### Data shown
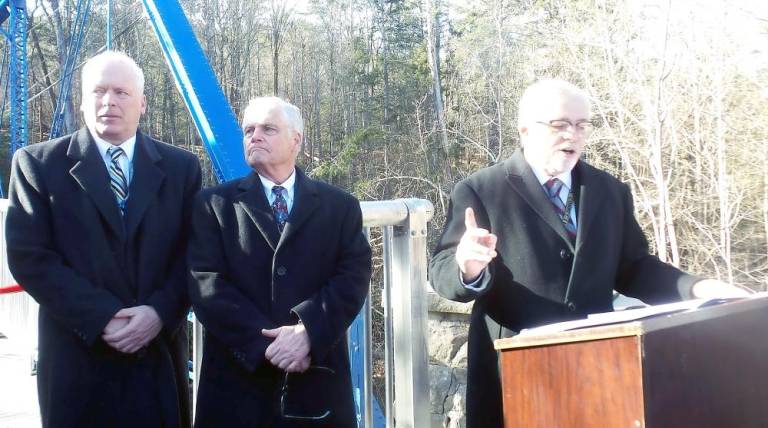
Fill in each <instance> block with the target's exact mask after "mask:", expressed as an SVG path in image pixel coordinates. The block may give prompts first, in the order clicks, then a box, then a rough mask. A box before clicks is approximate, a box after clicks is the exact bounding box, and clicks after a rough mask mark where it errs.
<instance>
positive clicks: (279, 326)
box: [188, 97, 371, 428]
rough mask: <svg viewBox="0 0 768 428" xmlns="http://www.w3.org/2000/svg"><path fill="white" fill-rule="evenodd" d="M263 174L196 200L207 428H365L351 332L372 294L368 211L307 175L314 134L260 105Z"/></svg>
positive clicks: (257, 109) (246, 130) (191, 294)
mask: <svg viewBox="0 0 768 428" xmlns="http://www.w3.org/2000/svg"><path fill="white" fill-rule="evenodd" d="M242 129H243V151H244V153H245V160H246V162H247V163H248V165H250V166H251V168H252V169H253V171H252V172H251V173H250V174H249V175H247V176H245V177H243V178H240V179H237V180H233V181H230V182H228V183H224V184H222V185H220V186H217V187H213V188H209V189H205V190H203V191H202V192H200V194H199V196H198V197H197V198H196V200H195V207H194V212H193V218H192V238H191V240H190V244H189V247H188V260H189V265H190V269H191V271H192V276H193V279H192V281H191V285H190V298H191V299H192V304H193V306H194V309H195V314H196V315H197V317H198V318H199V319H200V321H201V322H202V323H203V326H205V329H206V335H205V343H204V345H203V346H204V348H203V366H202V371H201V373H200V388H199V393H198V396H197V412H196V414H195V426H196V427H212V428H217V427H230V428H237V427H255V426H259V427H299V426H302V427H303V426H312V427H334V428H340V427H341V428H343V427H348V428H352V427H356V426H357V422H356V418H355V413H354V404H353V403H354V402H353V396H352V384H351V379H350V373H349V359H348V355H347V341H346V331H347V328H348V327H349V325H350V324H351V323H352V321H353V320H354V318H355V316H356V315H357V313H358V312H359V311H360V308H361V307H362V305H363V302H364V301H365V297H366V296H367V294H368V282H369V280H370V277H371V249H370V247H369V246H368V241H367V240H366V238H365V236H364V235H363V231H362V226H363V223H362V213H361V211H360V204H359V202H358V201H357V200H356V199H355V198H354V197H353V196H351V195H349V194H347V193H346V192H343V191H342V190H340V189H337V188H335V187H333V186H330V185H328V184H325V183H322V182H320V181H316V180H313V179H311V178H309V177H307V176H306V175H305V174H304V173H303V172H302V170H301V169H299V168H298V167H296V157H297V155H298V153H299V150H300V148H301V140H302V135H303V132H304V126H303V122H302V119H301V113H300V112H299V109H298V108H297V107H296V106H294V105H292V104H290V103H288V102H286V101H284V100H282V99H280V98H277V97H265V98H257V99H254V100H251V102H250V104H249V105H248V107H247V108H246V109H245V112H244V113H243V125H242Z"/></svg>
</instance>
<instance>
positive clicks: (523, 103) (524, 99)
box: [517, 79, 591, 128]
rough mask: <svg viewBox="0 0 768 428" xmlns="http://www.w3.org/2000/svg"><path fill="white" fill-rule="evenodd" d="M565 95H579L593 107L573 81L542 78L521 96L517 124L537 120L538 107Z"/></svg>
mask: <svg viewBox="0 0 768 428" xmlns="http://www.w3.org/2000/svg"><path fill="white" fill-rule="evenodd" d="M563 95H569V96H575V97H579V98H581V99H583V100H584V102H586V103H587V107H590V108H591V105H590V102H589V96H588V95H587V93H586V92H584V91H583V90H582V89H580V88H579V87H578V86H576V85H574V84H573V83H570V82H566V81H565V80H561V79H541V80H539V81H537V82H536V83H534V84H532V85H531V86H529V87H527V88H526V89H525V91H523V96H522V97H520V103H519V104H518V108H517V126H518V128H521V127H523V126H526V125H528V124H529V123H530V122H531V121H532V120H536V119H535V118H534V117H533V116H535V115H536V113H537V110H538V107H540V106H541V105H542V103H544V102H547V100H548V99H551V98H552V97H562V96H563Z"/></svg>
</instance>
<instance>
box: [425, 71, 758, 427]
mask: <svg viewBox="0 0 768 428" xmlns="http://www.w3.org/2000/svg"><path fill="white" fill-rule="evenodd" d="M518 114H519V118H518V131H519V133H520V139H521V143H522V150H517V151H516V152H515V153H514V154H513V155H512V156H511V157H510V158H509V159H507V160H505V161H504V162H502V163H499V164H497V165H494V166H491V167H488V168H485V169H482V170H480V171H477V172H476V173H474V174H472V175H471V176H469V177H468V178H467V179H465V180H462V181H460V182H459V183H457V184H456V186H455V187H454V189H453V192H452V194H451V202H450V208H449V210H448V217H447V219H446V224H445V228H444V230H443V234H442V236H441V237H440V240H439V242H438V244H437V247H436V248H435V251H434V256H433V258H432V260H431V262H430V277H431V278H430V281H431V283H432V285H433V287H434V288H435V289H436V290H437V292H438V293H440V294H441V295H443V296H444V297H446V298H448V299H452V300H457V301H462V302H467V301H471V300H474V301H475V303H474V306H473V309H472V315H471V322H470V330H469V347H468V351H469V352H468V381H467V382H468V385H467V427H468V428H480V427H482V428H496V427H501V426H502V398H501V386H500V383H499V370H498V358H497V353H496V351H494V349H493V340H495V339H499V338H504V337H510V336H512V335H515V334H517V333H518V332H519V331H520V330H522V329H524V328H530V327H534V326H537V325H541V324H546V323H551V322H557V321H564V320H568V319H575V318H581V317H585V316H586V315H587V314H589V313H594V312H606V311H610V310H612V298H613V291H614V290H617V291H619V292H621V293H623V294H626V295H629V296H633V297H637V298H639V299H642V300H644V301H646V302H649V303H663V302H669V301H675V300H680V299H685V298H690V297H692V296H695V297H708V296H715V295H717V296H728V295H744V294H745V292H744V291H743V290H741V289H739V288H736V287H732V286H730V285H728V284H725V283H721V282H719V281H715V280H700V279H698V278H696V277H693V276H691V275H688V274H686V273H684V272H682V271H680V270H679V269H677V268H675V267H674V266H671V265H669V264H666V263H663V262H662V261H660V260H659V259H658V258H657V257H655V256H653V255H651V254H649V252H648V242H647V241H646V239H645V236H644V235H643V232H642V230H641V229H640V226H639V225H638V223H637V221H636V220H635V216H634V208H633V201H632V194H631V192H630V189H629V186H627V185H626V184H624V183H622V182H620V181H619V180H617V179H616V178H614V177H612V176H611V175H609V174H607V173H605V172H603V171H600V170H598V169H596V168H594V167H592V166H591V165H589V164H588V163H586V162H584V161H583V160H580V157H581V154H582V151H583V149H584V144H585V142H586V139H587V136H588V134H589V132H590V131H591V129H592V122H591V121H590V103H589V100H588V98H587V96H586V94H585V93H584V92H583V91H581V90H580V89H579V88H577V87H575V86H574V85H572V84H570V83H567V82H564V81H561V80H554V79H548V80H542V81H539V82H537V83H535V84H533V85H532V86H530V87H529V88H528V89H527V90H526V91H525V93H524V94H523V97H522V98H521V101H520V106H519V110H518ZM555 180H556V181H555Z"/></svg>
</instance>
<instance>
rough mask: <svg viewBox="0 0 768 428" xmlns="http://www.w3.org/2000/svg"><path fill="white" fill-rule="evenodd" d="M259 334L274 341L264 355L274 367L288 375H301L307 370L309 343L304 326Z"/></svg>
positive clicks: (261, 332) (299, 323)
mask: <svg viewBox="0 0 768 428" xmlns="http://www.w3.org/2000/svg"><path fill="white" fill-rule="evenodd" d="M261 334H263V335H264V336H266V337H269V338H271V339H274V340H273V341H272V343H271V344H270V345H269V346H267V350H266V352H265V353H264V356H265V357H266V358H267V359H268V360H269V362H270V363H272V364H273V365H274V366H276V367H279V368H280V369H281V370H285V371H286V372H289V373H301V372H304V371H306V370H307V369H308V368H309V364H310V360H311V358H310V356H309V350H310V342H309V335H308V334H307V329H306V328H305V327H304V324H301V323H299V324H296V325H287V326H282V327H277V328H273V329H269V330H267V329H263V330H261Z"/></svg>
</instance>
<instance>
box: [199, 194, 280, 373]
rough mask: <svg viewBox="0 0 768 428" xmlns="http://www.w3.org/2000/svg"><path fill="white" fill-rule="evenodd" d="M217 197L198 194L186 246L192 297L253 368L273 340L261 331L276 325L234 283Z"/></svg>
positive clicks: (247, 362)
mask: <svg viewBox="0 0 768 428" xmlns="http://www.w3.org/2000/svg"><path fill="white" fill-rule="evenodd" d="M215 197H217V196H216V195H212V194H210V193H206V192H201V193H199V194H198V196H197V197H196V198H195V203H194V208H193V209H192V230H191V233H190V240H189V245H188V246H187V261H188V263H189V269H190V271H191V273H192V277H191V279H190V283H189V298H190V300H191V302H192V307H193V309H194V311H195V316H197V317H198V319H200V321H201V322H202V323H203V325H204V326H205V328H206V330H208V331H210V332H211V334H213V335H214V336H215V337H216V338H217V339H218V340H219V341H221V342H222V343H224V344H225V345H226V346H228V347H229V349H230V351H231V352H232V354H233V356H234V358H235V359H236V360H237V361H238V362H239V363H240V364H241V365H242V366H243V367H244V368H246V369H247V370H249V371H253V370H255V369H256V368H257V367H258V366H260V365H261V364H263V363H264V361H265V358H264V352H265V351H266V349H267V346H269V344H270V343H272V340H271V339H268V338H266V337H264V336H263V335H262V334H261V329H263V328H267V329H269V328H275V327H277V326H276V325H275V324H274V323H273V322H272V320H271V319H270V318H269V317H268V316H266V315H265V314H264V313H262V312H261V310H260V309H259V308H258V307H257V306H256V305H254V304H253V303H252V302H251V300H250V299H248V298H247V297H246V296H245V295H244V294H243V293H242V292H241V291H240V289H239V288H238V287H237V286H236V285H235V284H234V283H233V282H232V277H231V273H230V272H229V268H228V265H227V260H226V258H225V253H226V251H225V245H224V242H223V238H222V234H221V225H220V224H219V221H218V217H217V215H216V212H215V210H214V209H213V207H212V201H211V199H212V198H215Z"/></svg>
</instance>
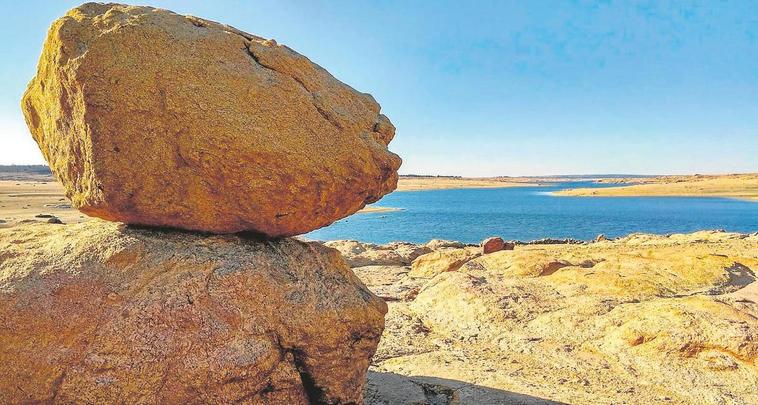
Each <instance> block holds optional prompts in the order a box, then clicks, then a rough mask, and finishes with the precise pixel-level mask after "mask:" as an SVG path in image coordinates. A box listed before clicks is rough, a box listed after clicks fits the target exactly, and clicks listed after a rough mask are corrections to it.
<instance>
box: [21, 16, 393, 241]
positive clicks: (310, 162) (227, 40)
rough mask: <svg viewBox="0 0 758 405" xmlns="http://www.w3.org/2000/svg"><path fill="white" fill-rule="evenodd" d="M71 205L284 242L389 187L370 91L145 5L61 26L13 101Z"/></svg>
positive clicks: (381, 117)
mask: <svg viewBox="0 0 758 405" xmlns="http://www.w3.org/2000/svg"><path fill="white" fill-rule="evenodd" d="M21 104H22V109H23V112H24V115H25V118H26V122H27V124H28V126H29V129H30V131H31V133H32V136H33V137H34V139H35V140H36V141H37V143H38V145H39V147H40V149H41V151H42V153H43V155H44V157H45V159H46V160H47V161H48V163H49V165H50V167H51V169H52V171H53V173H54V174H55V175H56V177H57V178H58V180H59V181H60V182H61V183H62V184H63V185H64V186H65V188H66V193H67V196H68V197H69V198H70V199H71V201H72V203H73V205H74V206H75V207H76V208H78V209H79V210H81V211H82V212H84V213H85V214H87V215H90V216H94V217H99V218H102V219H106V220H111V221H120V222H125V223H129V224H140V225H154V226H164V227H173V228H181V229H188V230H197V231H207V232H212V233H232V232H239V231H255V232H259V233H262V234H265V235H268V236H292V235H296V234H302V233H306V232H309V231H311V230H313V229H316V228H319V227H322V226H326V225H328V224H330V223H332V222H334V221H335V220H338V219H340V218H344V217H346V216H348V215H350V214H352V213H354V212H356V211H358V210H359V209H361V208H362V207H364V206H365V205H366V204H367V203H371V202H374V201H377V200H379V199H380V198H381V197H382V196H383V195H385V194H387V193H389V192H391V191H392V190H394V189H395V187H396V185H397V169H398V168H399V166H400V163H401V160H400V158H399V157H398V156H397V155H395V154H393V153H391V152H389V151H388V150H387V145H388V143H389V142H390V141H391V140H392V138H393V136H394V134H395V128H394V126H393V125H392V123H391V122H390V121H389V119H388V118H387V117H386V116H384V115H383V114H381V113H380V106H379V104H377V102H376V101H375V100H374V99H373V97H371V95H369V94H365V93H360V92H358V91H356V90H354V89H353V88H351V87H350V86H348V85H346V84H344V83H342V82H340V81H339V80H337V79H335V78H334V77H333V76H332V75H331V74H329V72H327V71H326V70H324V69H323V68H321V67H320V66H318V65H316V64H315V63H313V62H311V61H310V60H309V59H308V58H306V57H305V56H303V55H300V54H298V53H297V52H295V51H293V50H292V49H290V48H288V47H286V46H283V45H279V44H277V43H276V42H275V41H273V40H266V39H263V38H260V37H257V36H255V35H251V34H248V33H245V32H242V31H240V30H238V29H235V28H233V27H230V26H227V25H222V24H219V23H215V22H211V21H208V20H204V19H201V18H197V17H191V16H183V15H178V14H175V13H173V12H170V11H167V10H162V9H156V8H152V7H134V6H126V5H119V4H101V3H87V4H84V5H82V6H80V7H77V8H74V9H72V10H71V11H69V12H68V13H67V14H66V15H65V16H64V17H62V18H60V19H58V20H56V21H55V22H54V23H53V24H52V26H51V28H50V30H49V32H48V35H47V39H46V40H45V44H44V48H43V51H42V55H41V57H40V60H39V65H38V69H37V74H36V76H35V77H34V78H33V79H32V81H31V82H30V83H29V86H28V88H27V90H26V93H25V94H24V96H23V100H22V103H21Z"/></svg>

### Task directions
Transcribe the lines above between the line holding "Each <instance> block holds" and the line holding "205L284 242L389 187L370", inclusive, exactly as they stand and with nothing added.

### Solution for this task
Each <instance> block holds optional prompts in the order a box, then clicks, then a rough mask, and finishes with the precise pixel-level mask after "mask:" as an SVG path in image coordinates. A box listed before clicks is rough, a box listed after clicks fits the target exactly, and clicks listed after a rough mask are corrections to it.
<instance>
box: [21, 16, 393, 241]
positive clicks: (310, 162) (227, 40)
rough mask: <svg viewBox="0 0 758 405" xmlns="http://www.w3.org/2000/svg"><path fill="white" fill-rule="evenodd" d="M71 205L284 242L389 187L370 91L145 5L61 26L13 101Z"/></svg>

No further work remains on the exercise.